→ **Problem description**:
Your answer should hold each line of the material that contains the word "below".

----

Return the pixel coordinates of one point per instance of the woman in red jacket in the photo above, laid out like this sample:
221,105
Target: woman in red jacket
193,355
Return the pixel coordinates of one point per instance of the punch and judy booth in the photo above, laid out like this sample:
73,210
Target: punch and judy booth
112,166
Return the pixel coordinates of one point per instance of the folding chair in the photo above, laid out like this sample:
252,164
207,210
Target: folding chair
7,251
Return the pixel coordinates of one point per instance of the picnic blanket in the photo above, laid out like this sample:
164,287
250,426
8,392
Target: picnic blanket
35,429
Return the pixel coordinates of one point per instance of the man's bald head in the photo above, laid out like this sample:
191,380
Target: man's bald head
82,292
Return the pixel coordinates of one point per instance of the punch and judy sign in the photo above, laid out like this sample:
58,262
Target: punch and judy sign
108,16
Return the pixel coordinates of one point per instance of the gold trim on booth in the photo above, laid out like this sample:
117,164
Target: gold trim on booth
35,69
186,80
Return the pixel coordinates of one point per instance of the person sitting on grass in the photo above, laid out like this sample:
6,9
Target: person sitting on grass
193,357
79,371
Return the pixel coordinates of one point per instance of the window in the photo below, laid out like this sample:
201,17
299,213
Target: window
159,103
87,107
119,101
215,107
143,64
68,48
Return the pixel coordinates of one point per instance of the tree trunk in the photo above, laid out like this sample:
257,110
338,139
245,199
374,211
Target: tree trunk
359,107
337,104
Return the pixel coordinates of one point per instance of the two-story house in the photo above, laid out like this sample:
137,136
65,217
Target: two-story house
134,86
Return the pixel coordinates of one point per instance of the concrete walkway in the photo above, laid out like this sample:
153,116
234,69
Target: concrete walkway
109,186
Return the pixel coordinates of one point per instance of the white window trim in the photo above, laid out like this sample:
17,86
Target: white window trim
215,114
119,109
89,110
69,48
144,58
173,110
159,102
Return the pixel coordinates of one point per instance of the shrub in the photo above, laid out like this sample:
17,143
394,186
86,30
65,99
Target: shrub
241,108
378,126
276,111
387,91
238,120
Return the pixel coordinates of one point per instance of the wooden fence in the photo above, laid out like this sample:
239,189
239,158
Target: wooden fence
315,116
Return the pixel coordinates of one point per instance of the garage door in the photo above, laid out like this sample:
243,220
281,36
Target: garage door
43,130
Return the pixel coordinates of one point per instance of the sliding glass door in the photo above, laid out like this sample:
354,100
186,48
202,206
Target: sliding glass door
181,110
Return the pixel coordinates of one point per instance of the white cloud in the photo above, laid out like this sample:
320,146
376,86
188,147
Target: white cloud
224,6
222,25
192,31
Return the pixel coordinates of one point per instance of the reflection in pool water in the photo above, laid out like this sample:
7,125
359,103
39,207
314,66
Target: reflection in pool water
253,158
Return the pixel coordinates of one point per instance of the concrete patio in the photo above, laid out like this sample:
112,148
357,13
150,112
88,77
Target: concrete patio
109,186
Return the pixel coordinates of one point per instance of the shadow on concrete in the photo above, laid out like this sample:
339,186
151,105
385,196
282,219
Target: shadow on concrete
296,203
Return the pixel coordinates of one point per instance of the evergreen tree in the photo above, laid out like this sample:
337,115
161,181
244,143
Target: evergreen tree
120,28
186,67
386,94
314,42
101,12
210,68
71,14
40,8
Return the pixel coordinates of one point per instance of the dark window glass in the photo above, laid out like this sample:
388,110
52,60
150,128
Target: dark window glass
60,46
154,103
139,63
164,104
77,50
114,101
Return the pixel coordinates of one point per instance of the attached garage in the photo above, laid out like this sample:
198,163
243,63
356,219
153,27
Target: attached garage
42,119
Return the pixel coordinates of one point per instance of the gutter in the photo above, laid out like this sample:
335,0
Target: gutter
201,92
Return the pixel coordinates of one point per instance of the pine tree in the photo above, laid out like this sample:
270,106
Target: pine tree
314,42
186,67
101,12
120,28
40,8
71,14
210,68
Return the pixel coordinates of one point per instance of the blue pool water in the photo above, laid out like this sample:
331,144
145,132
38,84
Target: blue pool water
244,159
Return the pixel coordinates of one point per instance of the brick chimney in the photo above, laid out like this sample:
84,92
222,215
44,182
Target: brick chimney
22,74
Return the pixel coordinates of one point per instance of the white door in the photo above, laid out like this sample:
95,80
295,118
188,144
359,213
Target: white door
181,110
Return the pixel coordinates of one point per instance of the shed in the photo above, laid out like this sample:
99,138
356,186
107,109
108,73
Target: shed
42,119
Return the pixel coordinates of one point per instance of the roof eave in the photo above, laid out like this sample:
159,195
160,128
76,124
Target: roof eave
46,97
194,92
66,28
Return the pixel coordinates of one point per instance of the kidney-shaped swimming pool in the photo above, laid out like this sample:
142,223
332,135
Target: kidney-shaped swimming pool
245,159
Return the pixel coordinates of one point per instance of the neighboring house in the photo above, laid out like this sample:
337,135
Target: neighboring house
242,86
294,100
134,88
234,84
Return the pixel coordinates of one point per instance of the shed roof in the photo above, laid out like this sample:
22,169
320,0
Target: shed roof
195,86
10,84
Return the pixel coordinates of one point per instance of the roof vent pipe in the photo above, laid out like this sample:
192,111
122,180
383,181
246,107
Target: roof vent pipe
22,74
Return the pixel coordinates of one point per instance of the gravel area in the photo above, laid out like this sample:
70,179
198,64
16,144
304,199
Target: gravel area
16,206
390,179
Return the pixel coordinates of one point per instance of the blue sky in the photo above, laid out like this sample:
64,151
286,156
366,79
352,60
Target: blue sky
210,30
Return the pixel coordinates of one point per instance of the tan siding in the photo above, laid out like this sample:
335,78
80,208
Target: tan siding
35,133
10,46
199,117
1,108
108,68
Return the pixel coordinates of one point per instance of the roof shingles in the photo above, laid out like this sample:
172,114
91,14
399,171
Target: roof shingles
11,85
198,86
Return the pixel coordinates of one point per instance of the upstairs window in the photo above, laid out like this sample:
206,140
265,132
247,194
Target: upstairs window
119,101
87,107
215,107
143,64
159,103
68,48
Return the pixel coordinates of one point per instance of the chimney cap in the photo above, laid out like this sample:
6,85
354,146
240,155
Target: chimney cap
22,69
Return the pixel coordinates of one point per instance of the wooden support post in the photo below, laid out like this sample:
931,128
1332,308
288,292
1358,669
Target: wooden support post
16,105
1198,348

----

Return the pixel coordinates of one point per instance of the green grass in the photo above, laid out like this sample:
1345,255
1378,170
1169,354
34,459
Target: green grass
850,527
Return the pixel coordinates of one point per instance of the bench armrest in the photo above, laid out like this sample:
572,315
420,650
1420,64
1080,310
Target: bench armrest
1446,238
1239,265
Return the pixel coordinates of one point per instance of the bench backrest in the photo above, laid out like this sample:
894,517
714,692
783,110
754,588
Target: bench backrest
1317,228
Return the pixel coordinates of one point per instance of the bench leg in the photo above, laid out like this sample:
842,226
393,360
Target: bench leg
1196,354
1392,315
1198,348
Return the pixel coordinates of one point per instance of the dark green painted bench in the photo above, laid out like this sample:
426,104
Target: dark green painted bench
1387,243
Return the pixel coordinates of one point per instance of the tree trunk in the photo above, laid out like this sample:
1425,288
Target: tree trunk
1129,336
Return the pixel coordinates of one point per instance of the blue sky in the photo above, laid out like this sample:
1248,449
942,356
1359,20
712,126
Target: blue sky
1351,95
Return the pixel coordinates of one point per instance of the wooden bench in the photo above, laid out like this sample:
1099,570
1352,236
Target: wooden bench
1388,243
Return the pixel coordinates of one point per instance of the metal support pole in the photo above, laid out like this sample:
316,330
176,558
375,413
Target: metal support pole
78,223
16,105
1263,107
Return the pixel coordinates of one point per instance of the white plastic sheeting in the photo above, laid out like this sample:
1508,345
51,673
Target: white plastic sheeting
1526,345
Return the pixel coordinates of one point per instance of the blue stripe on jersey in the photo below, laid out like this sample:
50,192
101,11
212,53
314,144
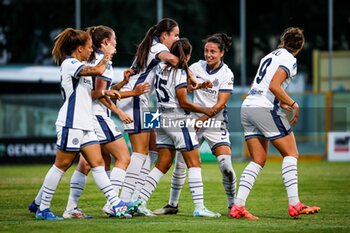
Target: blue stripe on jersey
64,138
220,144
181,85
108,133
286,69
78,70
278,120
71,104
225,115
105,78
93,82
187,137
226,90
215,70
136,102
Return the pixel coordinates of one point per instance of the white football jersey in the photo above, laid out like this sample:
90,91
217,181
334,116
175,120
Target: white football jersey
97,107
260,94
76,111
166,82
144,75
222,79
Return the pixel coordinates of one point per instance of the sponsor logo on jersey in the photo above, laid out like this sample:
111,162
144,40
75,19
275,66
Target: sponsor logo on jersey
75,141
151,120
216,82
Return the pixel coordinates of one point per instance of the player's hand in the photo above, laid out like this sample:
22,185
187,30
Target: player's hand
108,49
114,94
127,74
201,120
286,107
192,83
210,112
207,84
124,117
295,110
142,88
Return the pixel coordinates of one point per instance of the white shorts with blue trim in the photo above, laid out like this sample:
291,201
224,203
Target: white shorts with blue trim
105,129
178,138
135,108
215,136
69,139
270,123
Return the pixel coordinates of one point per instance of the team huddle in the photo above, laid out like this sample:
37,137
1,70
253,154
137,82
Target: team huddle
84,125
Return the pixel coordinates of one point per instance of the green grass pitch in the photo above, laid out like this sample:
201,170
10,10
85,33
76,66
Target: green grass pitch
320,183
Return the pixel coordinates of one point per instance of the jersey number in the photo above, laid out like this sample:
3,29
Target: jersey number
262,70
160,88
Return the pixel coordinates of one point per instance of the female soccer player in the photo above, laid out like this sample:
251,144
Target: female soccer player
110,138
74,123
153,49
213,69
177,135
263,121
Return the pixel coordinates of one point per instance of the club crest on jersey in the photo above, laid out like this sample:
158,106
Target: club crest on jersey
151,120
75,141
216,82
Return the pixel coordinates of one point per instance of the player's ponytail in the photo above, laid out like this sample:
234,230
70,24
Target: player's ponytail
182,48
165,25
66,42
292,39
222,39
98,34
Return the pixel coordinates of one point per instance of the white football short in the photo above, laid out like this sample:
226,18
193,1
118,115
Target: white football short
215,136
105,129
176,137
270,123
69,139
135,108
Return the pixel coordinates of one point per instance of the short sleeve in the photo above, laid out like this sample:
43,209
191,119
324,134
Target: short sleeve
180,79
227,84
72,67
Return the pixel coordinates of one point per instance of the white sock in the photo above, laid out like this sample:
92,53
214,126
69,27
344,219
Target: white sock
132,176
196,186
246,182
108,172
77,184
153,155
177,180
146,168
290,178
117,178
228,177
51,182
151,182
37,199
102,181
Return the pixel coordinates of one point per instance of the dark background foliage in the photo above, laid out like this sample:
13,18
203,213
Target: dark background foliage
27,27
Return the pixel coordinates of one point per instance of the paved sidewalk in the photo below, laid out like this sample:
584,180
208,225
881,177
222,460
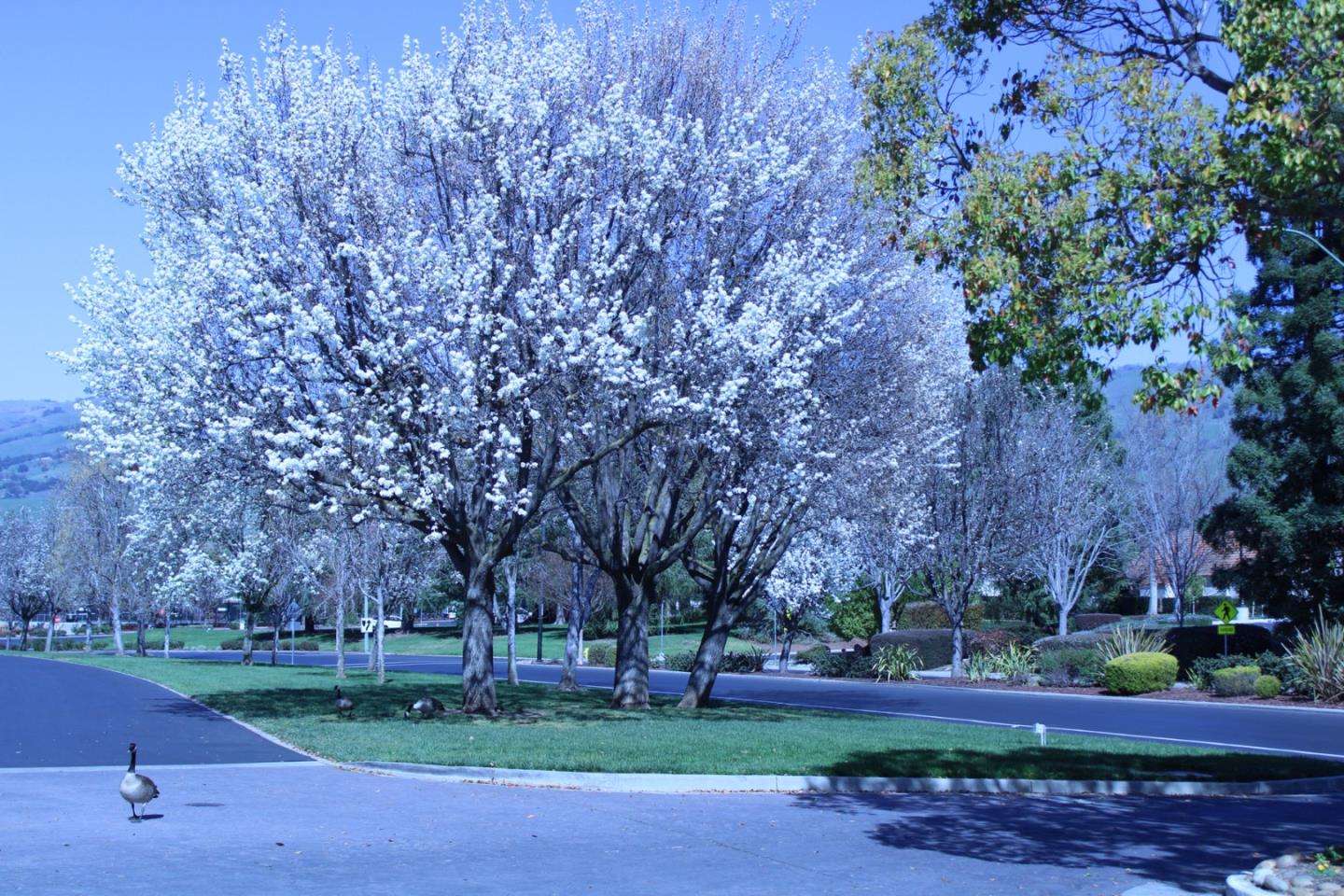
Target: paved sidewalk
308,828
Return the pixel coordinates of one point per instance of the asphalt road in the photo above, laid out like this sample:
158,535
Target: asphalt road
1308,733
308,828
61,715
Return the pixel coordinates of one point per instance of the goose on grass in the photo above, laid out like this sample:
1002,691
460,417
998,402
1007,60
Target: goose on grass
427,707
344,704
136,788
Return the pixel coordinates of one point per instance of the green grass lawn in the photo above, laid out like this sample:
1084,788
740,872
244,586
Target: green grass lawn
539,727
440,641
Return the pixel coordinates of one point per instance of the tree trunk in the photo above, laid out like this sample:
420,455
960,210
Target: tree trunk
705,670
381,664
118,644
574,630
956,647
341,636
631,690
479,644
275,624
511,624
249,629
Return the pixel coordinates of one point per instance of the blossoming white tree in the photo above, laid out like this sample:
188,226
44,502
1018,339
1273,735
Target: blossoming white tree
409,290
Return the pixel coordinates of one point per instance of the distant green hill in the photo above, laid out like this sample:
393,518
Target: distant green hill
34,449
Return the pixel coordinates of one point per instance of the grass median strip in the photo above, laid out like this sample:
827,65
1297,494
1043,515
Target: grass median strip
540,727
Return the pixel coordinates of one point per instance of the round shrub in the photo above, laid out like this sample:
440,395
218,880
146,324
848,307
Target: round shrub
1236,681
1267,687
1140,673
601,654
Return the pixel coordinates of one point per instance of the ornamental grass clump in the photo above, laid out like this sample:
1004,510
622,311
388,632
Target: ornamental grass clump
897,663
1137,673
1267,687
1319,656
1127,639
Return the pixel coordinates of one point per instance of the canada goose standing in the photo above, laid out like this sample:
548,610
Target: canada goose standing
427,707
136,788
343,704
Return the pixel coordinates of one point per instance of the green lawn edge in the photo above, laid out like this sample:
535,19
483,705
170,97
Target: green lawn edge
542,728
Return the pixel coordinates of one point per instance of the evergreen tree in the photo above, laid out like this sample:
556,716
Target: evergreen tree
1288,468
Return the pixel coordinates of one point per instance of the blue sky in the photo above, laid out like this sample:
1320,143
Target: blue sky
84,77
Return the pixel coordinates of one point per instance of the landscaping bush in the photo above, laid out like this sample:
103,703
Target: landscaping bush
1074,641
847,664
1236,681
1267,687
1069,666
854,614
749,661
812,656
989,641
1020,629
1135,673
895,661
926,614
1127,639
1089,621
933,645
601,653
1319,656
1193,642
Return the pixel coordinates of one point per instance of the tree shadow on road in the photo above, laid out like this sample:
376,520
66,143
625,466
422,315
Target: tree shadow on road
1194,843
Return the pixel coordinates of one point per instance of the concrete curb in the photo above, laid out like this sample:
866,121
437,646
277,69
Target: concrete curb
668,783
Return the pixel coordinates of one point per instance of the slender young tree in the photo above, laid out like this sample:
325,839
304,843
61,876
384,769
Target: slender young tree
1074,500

----

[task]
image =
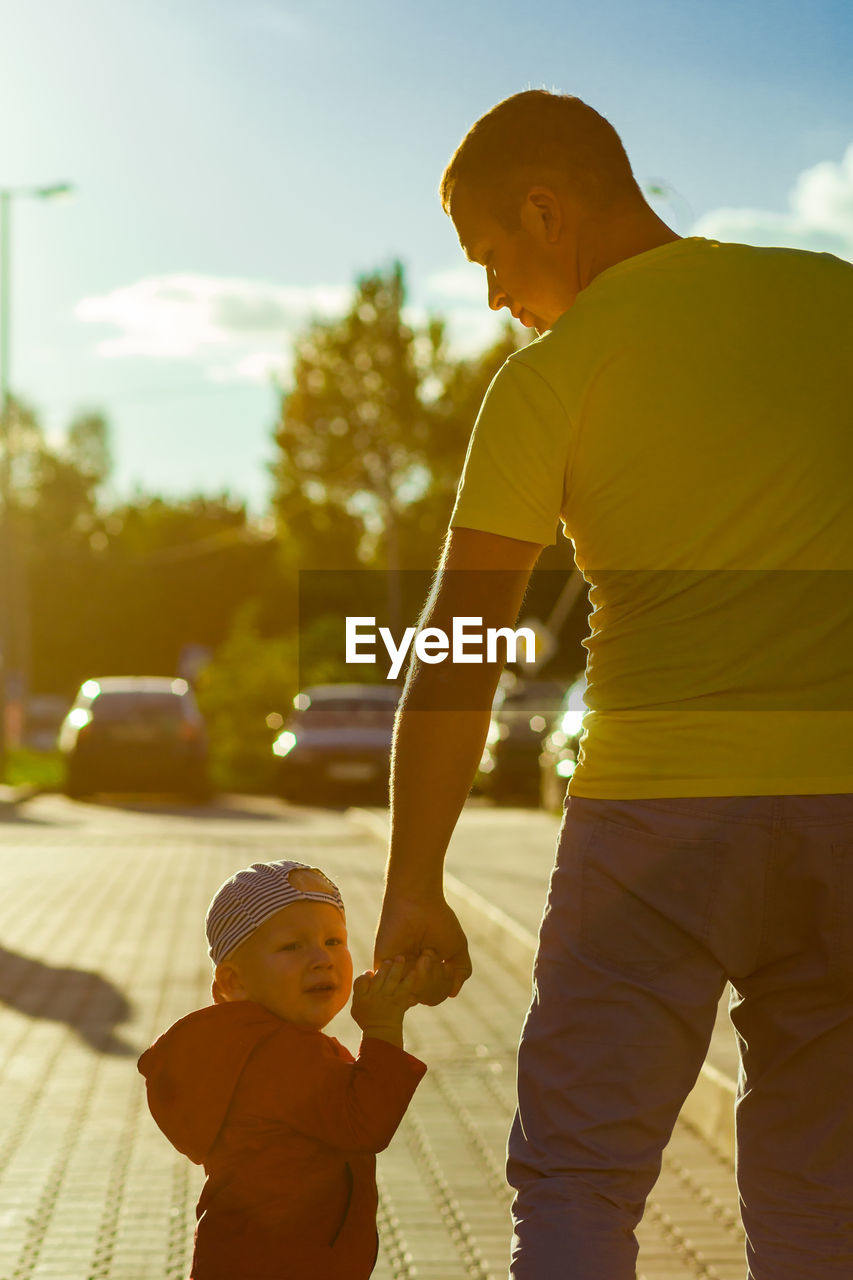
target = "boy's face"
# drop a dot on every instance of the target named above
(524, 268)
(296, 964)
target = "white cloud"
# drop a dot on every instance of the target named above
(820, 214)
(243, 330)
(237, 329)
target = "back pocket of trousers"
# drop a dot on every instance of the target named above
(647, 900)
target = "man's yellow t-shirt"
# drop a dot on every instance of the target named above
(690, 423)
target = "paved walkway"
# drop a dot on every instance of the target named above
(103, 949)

----

→ **Result of this task**:
Return the pixel coordinates of one point per instance of the window in the photo below, laid out like this sample:
Return the pixel coordinates of one point per instance of the wooden support post in the photo below, laid out like this sample:
Return the pixel coordinates of one point per instance of the blue stripe on jersey in the photo below, laid out like this sample:
Return the pixel coordinates of one point per instance of the paved sidewalk in the photo below, laid out like this sample:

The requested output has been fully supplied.